[Opening DATA SUPPLIED section]

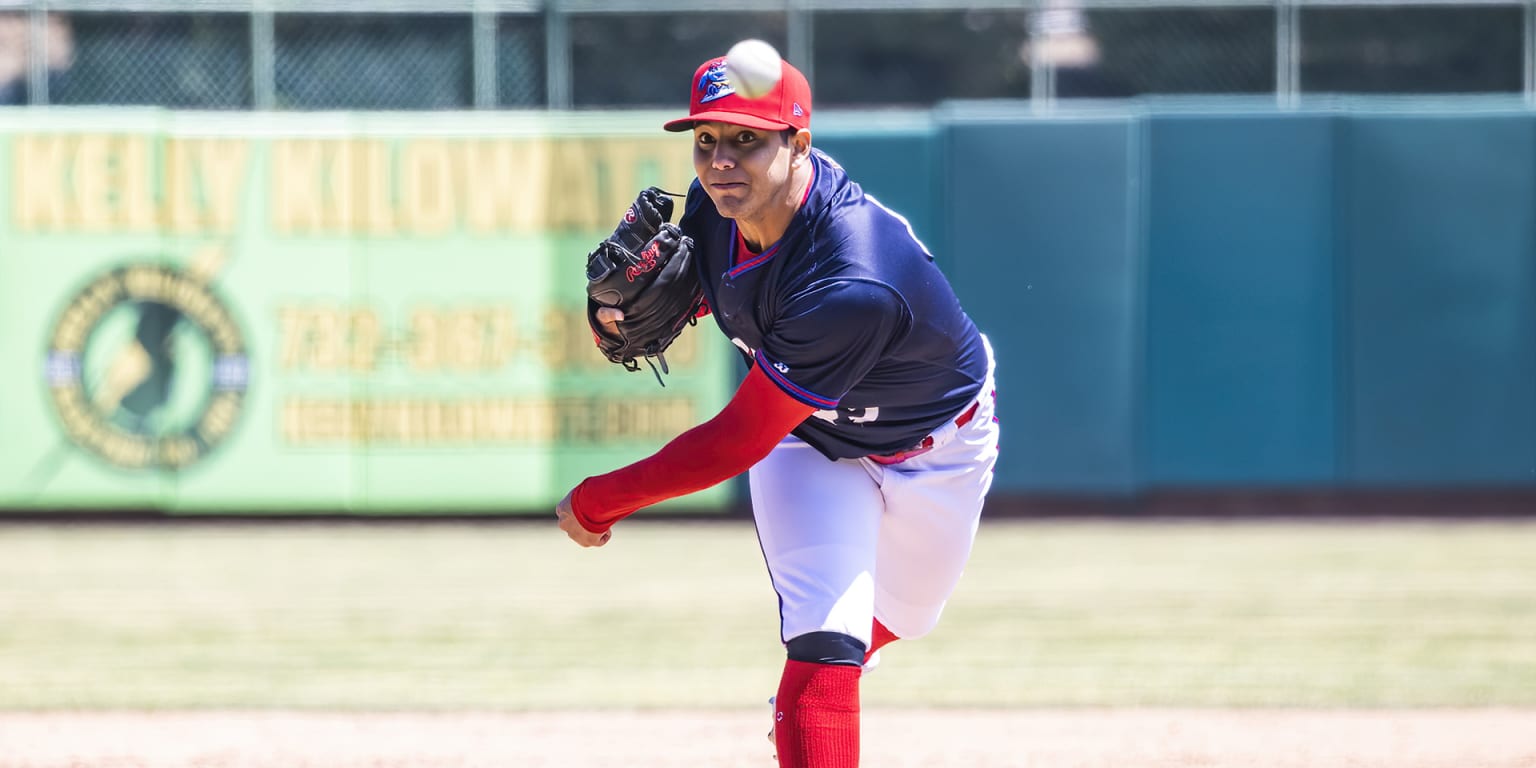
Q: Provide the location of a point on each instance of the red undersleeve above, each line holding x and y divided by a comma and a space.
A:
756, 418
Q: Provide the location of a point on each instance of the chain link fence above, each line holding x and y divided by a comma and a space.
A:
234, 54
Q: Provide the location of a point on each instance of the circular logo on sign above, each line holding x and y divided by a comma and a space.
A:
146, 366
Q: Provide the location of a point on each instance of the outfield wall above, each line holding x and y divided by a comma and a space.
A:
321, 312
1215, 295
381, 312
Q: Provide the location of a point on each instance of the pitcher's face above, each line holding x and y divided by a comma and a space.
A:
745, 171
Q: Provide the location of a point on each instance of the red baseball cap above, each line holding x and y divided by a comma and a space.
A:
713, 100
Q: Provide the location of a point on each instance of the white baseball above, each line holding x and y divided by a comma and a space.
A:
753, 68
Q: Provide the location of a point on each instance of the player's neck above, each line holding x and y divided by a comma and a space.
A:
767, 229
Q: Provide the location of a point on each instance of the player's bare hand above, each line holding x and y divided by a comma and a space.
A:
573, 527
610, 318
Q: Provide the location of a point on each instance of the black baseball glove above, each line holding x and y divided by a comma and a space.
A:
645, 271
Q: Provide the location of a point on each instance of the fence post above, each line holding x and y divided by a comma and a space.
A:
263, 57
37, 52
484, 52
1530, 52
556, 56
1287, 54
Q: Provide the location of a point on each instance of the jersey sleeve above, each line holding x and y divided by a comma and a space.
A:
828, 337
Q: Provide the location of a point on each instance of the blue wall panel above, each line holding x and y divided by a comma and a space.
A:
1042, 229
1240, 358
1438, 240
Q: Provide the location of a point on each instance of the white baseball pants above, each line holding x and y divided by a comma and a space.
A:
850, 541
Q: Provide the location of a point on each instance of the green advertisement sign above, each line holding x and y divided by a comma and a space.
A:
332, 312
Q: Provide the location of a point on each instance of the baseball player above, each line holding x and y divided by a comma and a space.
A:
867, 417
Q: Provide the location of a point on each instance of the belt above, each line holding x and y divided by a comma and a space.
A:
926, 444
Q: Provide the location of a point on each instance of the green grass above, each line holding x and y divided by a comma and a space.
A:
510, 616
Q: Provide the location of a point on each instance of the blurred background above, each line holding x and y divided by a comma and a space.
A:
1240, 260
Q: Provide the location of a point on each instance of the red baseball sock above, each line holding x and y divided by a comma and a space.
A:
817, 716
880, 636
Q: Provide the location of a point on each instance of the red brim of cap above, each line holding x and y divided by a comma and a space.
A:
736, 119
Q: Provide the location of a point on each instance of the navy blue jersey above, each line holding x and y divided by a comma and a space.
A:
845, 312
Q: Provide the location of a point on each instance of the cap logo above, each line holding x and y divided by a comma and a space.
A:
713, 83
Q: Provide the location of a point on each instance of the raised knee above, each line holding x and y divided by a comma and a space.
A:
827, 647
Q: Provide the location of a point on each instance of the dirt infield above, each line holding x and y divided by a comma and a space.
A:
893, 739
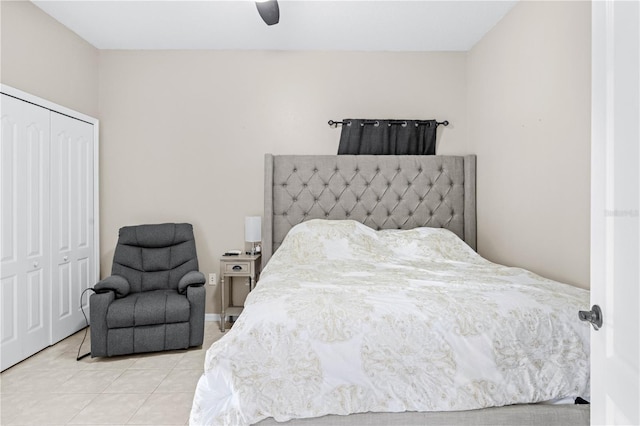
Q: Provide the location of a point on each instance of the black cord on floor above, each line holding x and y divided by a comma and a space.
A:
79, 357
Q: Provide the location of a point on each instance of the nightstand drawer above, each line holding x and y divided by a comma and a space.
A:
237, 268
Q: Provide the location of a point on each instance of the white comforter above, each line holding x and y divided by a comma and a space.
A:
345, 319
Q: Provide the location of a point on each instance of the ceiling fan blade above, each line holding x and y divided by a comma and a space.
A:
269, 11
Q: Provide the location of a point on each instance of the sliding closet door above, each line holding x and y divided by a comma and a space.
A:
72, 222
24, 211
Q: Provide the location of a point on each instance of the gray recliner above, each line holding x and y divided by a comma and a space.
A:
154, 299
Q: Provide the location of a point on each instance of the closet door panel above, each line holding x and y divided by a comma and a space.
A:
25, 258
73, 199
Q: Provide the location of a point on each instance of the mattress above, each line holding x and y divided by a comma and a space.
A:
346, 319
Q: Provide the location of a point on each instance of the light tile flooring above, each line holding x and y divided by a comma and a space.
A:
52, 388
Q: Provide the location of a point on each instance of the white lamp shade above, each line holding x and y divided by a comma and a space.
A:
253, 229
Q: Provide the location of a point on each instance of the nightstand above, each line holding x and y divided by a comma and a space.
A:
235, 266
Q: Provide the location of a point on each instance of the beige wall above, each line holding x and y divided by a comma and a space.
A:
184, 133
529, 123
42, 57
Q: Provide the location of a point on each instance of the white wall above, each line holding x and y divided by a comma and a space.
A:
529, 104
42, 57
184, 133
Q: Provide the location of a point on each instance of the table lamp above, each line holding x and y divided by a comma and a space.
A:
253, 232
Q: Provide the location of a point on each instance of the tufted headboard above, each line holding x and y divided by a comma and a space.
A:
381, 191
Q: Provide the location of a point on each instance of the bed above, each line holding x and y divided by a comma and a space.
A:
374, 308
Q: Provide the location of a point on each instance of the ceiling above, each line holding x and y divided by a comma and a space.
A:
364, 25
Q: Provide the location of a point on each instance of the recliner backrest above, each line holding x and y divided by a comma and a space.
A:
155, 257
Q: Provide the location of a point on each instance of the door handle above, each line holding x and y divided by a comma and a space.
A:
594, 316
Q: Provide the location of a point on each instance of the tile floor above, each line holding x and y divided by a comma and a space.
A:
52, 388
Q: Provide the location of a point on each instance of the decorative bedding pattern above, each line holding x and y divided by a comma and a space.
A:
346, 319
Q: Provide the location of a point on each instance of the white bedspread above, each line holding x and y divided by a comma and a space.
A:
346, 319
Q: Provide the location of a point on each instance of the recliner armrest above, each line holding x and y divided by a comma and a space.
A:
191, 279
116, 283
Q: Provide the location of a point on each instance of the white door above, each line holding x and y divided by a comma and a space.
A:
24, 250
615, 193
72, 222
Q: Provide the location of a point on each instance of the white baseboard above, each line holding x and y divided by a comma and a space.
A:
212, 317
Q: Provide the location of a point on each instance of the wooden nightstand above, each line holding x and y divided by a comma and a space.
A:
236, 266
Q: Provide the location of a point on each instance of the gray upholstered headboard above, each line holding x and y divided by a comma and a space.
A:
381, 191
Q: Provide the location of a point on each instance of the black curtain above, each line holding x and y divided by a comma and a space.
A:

[Closing DATA SUPPLIED section]

*DIRECTIONS*
Could you find every line in the records above that has the string "fence" and copy it?

*EXERCISE SOLUTION*
Q: Provide the location of a point on each instance of the chain link fence above, each line holding x and y divided by a comma and a space.
Q: Provide the location of a point on each instance of the fence post above, each line holding x and y divided by a comma and a space.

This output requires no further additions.